_Your instructions_: In the records below, find the line that contains "Point out the wooded" and the line that contains "[(410, 25), (448, 310), (346, 138)]". Set down exactly those lines and every line between them, and nothing more.

Segment Open

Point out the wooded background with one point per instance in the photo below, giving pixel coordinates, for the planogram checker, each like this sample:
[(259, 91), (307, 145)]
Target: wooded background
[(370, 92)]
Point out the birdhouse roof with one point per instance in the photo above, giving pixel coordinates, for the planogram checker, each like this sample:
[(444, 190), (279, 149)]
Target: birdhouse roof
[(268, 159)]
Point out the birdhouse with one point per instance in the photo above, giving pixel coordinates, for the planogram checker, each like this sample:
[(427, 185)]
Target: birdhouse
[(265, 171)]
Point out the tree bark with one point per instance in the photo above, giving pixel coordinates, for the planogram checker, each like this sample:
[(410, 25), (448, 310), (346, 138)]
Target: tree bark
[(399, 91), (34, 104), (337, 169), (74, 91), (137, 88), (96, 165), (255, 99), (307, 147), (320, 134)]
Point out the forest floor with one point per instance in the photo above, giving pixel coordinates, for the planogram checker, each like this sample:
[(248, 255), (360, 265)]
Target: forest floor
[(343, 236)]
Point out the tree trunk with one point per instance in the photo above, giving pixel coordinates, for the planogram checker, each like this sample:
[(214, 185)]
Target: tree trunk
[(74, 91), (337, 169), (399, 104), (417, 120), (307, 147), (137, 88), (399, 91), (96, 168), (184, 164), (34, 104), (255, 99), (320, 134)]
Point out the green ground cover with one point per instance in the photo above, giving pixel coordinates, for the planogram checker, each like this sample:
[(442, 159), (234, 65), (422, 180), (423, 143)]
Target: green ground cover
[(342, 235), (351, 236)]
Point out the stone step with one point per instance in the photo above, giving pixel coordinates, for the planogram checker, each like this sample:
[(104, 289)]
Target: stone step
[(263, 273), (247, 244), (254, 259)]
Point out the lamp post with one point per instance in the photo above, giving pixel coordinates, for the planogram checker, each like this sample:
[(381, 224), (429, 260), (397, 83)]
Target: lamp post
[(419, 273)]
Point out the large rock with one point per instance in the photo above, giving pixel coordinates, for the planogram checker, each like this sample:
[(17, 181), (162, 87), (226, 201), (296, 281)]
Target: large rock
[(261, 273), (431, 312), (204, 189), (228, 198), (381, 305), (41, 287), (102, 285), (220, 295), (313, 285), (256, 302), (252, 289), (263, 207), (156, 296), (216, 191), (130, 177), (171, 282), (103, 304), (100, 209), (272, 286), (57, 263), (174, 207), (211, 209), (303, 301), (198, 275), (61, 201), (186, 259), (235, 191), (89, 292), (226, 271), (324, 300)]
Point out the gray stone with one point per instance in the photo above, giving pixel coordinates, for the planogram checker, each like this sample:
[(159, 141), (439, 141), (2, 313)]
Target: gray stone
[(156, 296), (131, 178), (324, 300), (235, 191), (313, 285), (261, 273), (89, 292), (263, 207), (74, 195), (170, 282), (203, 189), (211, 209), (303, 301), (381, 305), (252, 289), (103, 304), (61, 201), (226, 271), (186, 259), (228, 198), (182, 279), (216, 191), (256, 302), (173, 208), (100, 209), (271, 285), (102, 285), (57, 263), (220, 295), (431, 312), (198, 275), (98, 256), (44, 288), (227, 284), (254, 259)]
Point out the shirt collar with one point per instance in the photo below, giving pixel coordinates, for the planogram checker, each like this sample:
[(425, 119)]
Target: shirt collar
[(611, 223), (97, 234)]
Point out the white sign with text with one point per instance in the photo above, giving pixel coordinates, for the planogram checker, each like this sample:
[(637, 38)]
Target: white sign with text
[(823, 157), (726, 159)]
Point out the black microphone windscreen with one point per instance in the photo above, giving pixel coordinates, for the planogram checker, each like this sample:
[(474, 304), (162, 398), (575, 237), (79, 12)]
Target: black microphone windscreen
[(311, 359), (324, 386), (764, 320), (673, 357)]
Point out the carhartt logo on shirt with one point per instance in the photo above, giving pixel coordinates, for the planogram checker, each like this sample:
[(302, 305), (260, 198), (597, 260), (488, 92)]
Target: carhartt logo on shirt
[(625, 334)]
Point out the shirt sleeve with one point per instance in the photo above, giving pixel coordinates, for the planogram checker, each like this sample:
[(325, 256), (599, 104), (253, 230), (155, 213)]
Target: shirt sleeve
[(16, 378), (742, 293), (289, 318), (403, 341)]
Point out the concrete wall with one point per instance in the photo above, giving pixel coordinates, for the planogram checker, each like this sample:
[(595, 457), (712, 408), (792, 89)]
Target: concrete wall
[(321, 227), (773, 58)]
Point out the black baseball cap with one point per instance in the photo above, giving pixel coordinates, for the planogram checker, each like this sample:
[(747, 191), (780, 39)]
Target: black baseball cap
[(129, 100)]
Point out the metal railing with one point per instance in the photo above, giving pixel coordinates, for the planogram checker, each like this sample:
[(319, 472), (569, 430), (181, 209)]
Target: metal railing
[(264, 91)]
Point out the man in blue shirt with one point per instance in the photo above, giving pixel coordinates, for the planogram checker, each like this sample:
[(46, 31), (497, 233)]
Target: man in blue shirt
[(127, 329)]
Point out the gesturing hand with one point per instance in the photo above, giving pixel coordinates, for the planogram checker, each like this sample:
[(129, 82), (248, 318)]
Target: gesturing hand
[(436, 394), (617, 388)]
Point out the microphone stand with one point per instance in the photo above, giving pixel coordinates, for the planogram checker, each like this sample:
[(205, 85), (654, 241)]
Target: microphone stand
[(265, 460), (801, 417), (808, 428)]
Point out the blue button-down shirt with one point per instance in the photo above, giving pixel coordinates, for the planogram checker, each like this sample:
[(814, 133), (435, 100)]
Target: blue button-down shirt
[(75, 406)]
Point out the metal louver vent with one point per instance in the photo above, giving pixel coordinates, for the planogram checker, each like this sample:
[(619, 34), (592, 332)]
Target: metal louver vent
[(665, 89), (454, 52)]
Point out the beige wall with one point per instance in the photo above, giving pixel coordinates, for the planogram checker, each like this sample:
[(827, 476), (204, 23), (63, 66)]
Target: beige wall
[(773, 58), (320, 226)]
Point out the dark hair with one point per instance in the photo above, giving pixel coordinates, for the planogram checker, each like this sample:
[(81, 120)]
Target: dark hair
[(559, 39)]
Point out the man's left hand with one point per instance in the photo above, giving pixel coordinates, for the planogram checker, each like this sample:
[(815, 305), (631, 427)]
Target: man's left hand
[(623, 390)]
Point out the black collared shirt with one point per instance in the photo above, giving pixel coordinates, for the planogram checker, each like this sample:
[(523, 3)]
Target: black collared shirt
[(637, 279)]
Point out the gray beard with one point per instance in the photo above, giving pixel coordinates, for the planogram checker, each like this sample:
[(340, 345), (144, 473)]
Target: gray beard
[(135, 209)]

Segment Closed
Segment Open

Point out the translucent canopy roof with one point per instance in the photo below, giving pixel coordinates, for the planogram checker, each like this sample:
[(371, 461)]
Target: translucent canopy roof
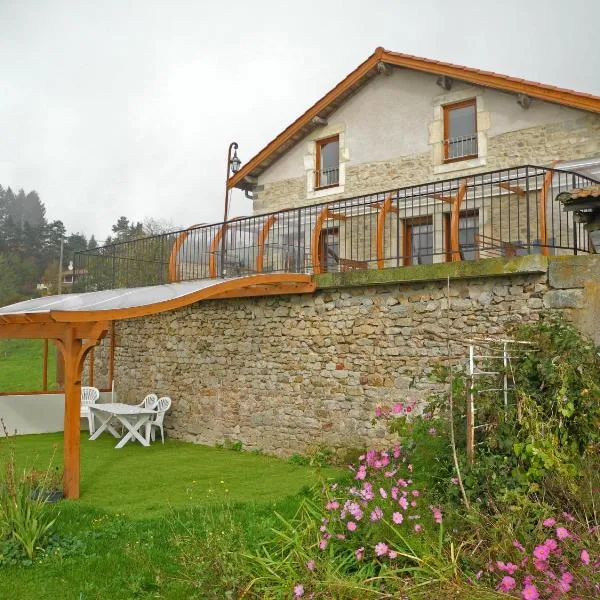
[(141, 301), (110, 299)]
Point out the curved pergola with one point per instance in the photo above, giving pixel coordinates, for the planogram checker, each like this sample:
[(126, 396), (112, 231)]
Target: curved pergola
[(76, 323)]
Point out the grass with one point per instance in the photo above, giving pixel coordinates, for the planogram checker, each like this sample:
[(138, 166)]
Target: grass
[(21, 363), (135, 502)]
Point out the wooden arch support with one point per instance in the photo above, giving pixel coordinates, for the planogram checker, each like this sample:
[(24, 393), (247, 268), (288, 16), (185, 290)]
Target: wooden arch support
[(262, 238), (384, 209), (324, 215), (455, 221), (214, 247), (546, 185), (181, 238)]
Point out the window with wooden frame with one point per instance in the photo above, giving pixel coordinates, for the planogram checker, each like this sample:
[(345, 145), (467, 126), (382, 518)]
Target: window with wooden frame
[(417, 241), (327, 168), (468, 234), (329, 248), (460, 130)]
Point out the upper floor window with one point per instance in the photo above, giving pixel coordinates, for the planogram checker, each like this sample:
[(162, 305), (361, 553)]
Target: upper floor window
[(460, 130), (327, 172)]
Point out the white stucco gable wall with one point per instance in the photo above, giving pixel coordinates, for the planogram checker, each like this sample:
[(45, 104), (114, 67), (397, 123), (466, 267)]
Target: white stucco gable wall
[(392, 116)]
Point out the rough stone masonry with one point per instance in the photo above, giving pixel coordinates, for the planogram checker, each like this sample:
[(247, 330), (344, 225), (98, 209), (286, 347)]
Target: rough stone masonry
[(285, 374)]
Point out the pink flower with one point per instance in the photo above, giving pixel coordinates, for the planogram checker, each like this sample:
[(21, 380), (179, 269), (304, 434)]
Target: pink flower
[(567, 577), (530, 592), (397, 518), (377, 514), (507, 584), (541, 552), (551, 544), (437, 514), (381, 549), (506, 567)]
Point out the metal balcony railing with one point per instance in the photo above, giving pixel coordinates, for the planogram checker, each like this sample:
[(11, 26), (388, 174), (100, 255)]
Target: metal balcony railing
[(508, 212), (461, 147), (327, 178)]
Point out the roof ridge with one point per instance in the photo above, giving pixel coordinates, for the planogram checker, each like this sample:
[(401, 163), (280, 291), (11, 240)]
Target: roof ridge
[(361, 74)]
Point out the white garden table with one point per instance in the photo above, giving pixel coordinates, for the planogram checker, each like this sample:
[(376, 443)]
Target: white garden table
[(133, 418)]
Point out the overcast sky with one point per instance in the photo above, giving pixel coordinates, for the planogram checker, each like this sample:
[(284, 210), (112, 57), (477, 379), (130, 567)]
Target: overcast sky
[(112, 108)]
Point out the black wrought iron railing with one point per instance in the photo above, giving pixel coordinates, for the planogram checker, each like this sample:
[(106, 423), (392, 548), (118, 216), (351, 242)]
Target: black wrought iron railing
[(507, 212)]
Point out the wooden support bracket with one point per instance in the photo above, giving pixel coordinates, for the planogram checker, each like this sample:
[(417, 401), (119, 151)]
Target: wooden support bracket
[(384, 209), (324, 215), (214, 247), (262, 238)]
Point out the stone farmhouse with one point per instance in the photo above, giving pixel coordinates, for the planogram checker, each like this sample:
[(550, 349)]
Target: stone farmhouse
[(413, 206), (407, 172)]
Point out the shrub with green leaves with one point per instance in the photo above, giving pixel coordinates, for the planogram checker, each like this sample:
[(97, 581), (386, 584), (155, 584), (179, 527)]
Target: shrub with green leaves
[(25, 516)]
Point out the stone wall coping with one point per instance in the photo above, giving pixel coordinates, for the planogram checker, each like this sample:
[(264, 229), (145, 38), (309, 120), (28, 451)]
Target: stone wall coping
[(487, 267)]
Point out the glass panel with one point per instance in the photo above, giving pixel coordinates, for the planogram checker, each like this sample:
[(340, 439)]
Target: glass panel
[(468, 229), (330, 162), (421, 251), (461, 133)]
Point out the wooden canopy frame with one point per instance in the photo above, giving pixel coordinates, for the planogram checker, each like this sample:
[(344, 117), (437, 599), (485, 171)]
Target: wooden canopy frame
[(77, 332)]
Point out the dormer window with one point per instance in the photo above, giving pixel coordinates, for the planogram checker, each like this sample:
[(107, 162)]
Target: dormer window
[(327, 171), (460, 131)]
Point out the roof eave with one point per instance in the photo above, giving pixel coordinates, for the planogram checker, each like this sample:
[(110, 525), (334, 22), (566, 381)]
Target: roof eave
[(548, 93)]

Segment Closed

_Reply to the exercise_:
Point out the wooded background with one point per instance in the photo below, giving pixel coordinates, for the planogram checker, each like this sample:
[(259, 91), (307, 145)]
Target: wooded background
[(370, 92)]
Point out the birdhouse roof with one point per instance in the photo above, giving pixel coordinates, for the planogram checker, each like this sample:
[(444, 190), (279, 149)]
Target: birdhouse roof
[(268, 159)]
Point out the birdhouse with one point per instance in the photo above, giving pixel coordinates, for the planogram checker, each like this sample:
[(427, 185)]
Target: birdhouse
[(265, 171)]
Point out the tree bark with one point per instance in the photo above, giving pixel coordinates, for the planogram checker, each like this sample:
[(410, 25), (448, 310), (346, 138)]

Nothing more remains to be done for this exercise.